> **What to produce**:
You are asked to filter the data below and copy every line holding "white".

> **Input material**:
=== Section Start ===
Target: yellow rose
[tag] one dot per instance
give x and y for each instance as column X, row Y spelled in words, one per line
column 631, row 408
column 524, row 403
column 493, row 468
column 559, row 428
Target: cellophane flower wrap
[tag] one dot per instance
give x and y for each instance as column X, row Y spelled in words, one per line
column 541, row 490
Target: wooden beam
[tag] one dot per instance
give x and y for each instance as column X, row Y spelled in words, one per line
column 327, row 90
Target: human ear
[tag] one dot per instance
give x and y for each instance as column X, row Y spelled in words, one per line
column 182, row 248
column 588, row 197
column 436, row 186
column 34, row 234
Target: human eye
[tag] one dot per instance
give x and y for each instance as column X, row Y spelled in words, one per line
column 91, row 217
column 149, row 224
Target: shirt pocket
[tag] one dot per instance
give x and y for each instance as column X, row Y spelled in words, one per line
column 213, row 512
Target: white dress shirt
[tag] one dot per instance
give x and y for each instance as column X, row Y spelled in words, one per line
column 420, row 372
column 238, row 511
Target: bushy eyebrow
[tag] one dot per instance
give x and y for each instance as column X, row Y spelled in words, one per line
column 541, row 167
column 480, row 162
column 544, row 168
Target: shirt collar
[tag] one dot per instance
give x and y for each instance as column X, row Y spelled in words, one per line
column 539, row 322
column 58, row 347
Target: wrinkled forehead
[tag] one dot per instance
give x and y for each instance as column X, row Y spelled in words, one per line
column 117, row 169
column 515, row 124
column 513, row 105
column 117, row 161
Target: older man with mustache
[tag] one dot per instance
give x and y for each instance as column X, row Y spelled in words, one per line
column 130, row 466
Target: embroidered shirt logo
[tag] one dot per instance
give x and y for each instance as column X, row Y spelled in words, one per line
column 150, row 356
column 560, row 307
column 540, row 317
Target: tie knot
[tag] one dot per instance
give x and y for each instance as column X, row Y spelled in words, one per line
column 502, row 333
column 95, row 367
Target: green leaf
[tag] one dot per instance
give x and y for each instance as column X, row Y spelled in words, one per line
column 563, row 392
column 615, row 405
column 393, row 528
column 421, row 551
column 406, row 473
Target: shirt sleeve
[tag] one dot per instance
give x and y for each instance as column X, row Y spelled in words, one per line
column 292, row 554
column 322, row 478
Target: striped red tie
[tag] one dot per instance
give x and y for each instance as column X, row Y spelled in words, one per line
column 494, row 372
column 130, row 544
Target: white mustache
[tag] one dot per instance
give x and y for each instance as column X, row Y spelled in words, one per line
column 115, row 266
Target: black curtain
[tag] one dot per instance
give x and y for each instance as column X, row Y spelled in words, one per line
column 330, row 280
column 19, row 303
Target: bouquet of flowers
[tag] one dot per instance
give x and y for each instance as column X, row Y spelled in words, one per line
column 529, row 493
=== Section End ===
> **Output below**:
Target: white dress shirt
Target: white mustache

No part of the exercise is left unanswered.